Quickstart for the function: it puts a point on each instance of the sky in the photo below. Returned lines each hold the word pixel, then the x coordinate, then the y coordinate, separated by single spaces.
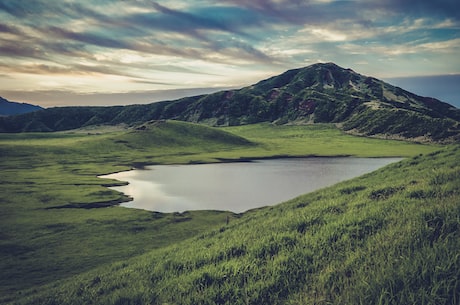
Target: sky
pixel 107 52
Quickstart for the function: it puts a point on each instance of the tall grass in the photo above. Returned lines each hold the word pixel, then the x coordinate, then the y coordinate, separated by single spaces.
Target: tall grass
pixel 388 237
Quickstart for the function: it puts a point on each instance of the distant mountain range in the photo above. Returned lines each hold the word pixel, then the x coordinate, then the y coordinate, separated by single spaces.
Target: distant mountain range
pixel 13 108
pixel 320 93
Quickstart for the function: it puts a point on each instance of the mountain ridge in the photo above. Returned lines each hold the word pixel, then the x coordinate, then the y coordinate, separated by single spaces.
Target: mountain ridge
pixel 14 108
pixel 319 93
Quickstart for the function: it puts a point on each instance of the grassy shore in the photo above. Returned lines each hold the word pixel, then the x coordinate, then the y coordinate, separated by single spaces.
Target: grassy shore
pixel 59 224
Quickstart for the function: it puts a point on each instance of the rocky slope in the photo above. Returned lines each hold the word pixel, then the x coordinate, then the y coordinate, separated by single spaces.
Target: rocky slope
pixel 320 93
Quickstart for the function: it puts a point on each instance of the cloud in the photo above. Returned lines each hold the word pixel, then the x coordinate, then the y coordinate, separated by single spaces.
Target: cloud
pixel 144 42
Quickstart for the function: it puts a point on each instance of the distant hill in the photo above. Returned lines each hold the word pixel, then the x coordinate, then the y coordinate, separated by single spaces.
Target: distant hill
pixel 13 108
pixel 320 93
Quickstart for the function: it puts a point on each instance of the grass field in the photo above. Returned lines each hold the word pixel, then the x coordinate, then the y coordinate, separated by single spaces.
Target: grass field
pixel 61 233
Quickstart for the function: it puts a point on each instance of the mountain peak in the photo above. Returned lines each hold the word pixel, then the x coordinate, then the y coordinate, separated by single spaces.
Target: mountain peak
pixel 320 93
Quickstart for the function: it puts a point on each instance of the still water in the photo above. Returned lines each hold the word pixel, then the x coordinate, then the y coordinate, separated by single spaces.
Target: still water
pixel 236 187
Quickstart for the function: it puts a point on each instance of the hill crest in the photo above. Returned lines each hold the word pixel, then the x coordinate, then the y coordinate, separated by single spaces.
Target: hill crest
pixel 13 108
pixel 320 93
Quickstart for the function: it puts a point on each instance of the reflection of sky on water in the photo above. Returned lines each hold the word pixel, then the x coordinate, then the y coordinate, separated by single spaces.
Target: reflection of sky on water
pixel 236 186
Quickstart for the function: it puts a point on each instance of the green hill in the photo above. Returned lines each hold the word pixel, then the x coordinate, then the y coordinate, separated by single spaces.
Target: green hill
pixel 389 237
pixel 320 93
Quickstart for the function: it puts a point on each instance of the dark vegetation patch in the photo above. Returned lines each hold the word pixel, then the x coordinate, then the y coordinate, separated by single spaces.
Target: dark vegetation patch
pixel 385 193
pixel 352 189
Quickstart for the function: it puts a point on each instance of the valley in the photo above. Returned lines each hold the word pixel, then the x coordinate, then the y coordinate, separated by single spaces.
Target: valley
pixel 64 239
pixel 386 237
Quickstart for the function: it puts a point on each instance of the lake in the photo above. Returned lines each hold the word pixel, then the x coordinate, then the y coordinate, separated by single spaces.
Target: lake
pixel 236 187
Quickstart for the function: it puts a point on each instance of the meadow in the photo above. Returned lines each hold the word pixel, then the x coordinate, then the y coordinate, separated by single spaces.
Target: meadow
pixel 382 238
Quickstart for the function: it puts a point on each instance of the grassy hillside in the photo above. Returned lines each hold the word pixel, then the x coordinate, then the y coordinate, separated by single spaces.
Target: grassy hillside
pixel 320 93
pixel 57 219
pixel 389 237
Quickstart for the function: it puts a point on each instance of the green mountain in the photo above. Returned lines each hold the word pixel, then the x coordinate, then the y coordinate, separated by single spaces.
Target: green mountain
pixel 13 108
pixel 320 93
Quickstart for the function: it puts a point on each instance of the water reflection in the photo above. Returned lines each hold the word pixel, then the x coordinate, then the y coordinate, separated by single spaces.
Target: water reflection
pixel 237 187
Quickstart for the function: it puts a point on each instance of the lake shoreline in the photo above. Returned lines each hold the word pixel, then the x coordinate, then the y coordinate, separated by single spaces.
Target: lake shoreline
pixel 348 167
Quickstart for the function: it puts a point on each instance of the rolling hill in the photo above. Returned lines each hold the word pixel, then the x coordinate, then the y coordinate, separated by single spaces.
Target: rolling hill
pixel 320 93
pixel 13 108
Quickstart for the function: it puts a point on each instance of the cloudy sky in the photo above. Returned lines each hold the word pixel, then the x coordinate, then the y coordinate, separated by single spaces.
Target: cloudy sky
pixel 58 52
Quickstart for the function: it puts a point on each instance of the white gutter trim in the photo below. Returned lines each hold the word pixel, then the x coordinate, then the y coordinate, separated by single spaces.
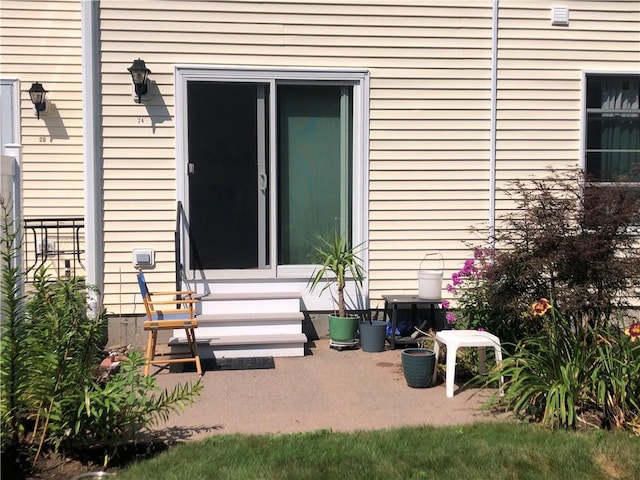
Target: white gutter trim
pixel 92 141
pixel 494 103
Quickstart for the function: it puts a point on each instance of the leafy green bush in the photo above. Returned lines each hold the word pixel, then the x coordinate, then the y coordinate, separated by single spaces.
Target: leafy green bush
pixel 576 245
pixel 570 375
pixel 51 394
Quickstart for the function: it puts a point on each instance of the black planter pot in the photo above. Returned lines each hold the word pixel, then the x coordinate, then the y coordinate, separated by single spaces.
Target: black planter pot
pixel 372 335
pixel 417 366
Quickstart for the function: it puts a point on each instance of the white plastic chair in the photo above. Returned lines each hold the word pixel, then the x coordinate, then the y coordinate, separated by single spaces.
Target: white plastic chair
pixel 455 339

________________________

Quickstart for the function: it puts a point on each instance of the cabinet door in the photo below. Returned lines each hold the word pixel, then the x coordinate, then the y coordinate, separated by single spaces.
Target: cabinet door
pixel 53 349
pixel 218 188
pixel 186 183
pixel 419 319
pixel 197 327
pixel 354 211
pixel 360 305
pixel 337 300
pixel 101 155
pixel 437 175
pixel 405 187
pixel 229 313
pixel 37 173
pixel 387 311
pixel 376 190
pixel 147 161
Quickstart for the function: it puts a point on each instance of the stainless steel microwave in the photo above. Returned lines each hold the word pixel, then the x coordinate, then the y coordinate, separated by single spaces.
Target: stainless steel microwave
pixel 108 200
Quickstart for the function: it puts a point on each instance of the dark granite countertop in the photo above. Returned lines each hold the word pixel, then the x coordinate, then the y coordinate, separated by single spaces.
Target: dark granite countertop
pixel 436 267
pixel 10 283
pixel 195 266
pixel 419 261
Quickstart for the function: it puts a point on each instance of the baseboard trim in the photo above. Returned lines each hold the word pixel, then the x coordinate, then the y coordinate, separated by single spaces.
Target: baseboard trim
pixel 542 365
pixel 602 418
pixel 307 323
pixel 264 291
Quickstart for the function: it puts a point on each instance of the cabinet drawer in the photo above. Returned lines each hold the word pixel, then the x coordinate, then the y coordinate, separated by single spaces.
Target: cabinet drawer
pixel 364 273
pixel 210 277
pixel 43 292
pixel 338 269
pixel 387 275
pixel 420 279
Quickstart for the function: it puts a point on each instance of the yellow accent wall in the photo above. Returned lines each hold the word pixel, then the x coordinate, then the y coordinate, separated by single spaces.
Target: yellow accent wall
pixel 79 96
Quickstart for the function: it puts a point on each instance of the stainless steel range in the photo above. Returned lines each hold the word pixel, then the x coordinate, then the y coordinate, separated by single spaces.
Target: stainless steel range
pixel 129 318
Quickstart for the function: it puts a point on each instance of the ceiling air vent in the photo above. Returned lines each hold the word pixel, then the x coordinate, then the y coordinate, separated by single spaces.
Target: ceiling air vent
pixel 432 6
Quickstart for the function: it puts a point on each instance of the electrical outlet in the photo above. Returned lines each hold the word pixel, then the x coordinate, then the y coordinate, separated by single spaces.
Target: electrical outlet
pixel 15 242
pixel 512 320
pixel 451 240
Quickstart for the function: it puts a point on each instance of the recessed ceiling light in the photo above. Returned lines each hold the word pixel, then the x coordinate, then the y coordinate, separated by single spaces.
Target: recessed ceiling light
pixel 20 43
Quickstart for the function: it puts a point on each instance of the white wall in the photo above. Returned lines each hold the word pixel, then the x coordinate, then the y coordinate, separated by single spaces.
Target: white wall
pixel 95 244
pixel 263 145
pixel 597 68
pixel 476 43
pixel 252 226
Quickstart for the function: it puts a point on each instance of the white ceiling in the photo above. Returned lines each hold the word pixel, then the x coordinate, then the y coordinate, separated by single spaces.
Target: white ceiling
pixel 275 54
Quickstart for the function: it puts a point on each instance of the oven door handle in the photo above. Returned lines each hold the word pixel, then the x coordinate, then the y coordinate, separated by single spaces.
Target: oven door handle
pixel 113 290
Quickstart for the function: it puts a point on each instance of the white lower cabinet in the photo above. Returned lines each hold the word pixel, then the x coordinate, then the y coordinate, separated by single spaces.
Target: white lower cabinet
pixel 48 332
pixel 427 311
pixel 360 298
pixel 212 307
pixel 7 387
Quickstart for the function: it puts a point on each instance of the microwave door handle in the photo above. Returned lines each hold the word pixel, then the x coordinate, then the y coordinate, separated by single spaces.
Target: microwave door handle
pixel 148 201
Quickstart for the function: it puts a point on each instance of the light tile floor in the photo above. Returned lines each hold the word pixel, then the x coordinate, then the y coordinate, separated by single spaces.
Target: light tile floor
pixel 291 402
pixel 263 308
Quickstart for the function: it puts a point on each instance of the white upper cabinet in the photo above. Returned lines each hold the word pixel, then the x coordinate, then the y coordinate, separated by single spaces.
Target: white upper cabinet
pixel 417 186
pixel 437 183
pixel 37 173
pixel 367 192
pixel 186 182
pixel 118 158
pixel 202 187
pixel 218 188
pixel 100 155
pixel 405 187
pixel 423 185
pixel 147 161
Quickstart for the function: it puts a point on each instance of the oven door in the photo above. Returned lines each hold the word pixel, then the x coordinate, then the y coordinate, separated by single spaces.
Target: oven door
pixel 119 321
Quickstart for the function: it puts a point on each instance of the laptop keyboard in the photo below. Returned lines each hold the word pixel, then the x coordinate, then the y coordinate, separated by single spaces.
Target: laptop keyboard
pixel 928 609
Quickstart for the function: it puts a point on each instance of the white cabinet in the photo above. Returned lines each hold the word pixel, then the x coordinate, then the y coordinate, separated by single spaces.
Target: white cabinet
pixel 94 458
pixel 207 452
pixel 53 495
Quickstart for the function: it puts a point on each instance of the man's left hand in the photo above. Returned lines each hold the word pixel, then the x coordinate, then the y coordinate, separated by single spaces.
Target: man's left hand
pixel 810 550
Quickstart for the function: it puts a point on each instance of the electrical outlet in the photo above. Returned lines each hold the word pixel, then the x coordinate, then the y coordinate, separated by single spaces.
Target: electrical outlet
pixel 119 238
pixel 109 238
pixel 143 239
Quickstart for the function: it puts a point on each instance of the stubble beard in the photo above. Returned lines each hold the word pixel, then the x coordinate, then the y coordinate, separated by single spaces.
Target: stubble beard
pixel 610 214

________________________

* Stated goal:
Reproduce word for word the lines of the items above, starting at the line that contains "of the leafy" and ending at the line that contains "pixel 455 339", with both of those lines included.

* Answer to the task:
Quickstart for the function: it puts a point on each instance of the leafy green bush in the photo above. Returned lines each hold the word pixel, then the x coordinate, then the y coordinate, separated by single spaces.
Target: leafy green bush
pixel 576 245
pixel 570 375
pixel 51 394
Quickstart for the function: it puts a point on each instance of the black planter pot in the photo above. Returned lines each hold the word pixel, then the x coordinate, then the y coordinate, separated by single spaces.
Target: black planter pot
pixel 372 335
pixel 417 366
Quickstart for the function: it puts a point on each instance of the white plastic chair in the photo above. Returned lines each hold the word pixel, then the x coordinate, then the y coordinate, separated by single spaces.
Target: white plastic chair
pixel 455 339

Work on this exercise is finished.